● Consignes de l'exercice
[a] Relevez, dans l'extrait sur le venin d'abeille, tous les facteurs qui, selon le texte, rendent les personnes inégales face à l'abeille.
[b] D'après l'extrait sur le venin d'abeille, quelle quantité de venin une piqûre délivre-t-elle en moyenne ?

● Extrait choisi
====

Le venin d’abeille, l’ingrédient cosmétique qui a piqué notre curiosité !

Il fait bon se promener dans les allées fraichement ratissées de l’inventaire européen. On peut y dénicher des pépites bien cachées. C’est ainsi, qu’un jour de désœuvrement, nous sommes tombées nez à nez avec un curieux actif : le venin d’abeille. Le Cosing le présente sous différentes formes. Le venin d’abeille (nom INCI : bee venom) serait, nous dit-on, un actif « astringent » et « protecteur cutané »,1 l’extrait un « conditionneur cutané »,2 et la mélitine, qui le compose, un « actif anti-séborhéique ».3 Les venins, ces « produits nocifs, de sécrétion animale »,4 sont, par définition, des produits que l’on fuit plus facilement que l’on ne courtise. Quelle idée d’envenimer un cosmétique ? Bonne ou mauvaise ? C’est la question du jour !

Une piqûre qui coûte la vie… et pas que !

Une piqûre qui coûte la vie de l’abeille. On dit, en effet, que l’abeille s’autotomise, en laissant le dard dans la peau de sa victime. Celui-ci est si bien enfoncé dans la chair de celui qui a croisé son chemin (il faut dire que notre petite abeille a enfoncé son dard avec énergie en le faisant tourner comme un bouchon dans un goulot en réalisant une rotation hélicoïdale dans le sens des aiguilles d’une montre), que l’insecte, pour retourner à ses occupations, doit sacrifier une partie de son intégrité ! Une fois la pendule remontée, il ne reste plus à notre belliqueuse abeille que quelques heures (18) ou quelques jours (au maximum 5) à vivre. Il est bon de savoir que même lorsque notre petite abeille s’est mutilée en laissant derrière elle son dard, celui-ci continue à faire des siennes, en s’enfonçant irrémédiablement. Ceci dure au bas mot 30 secondes. Et dès que l’on franchit la barre des 20 secondes on sait que 90 % du sac à venin a été gentiment transféré à la victime. Retirer le dard est donc bien sûr indispensable… mais cela ne jouera pas en matière d’envenimation. En moyenne, ce sont 140 à 150 microgrammes de venin qui sont délivrés lors d’une piqûre. La dose létale 50 est comprise entre 2,8 mg et 3,5 mg de venin par kilogramme de poids corporel. Une personne pesant entre 60 et 70 kilogrammes risque donc de perdre la vie dans 50 % des cas, suite à des piqûres multiples (1000 à 1500 piqûres). Voilà pour la théorie… Pour la pratique, on ne tentera pas l’expérience, puisque l’on sait que 200 à 500 piqûres peuvent suffire, dans certains cas, pour faire passer de vie à trépas. Nous ne sommes, en effet, pas tous égaux devant l’abeille et selon l’état de santé général, selon une sensibilisation antérieure, selon des comorbidités, on peut rapidement faire mentir les chiffres !

====

● Données de localisation à un point par instance
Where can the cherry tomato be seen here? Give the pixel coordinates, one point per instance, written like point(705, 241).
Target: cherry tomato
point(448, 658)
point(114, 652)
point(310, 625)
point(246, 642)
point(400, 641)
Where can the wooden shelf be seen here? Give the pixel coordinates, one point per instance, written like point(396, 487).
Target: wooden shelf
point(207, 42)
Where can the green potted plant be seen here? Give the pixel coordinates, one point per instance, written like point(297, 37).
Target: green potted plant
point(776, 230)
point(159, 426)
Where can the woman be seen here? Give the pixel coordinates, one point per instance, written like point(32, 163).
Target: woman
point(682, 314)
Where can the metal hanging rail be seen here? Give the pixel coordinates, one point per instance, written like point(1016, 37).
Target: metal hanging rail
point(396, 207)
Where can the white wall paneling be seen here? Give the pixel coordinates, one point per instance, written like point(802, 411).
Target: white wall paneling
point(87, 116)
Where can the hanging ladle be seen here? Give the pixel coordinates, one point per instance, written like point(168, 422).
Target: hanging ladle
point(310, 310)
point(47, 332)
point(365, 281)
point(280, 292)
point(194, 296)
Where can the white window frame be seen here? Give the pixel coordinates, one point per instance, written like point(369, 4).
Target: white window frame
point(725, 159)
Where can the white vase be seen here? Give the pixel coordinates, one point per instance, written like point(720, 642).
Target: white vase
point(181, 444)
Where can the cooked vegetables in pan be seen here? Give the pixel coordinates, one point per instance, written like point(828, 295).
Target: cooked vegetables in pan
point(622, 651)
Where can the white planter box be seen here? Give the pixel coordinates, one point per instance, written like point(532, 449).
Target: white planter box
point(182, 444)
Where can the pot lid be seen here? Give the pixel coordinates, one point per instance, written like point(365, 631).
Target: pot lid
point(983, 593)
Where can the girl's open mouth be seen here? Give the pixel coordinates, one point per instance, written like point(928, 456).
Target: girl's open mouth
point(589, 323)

====

● Réponses dans l'ordre
[a]
- l'état de santé général
- une sensibilisation antérieure
- des comorbidités

[b] En moyenne, une piqûre délivre 140 à 150 microgrammes de venin.